Short task A:
Duplicate the part of the election blog posts from "2015 General Election" up to and including "the British mainland.".
Short task B:
In the election blog posts, what hours is the elections office open?
— begin Text section —
Posts Tagged ‘election’

2015 General Election

Sunday, May 10th, 2015 | Religion & Politics, Thoughts

Well, that was unexpected.

Red Ed stood up for working-class people, promising to tax the rich and break big businesses strangle hold on the media. And the people of England said “no thanks”.

I eventually came down on the side of no for the Scottish independence referendum, mostly because without Scotland Labour would be crippled and we would end up with a Tory majority government. What a waste of time that turned out to be.

It’s a shame to see not a single independent won a seat on the British mainland.

On the plus side though, my buffet went quite well. Freshly baked bread, crisps, twice-baked potatoes, Sniff’s favourite meatballs (a Moomin recipe), chicken wings and Devil’s food cake meant that we were able to eat solidly from 10pm to 4am and still have plenty for breakfast.


Standing for election

Wednesday, April 22nd, 2015 | Religion & Politics

I wanted to document some of the challenges I had had registering myself as a candidate. It’s not impossible, but if you haven’t done it before, there are definitely some things you need to be aware of.

You do not have much time between the election starting and getting your forms in. Leeds City Council opened submissions on 1 April and closed them on the 9th. However, this was over the Easter weekend, so you actually only had 5 working days to submit them.

I downloaded the forms from their website and then went to the town hall to hand them in. The man on the front desk said I could give them to him and he would pass them on. However, the next day the elections office phoned me back saying that I had filled out the wrong forms and I had to submit them in person.

This was on the 2nd, and on the 3rd they closed for Easter, so I had to go down on the 7th and get the forms back and make an appointment for the 8th to submit them. This left me only the evening on the 8th to get them all filled out.

This is all doable, though it is very difficult if you have a job. They are only open 10am to 4pm and because they are busy during elections, you have to go down and speak to them if you want a response. When I tried to phone them back on the number they had called me on I got an automated message saying that the number was Leeds City Council, but you had to phone the “published number” and then hung up on me. The problem is they do not publish any numbers. I had to go onto their live chat to get their number, and then the number said it was going to be over 20 minutes before they answered it.
— end Text section —
— begin Given information —
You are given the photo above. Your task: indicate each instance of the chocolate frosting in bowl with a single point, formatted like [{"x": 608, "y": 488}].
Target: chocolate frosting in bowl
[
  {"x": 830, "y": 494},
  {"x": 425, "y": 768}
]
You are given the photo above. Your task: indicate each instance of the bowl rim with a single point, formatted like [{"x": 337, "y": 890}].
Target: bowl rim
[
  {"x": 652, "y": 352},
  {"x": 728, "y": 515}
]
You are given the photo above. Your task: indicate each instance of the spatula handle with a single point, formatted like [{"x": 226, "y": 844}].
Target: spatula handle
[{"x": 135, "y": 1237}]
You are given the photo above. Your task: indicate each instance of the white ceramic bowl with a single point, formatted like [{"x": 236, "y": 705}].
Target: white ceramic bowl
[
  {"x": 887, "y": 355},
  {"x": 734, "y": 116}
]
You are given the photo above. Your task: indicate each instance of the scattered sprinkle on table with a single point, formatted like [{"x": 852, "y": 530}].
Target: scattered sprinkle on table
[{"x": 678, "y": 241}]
— end Given information —
Written solution A:
2015 General Election

Sunday, May 10th, 2015 | Religion & Politics, Thoughts

Well, that was unexpected.

Red Ed stood up for working-class people, promising to tax the rich and break big businesses strangle hold on the media. And the people of England said “no thanks”.

I eventually came down on the side of no for the Scottish independence referendum, mostly because without Scotland Labour would be crippled and we would end up with a Tory majority government. What a waste of time that turned out to be.

It’s a shame to see not a single independent won a seat on the British mainland.

Written solution B:
10am to 4pm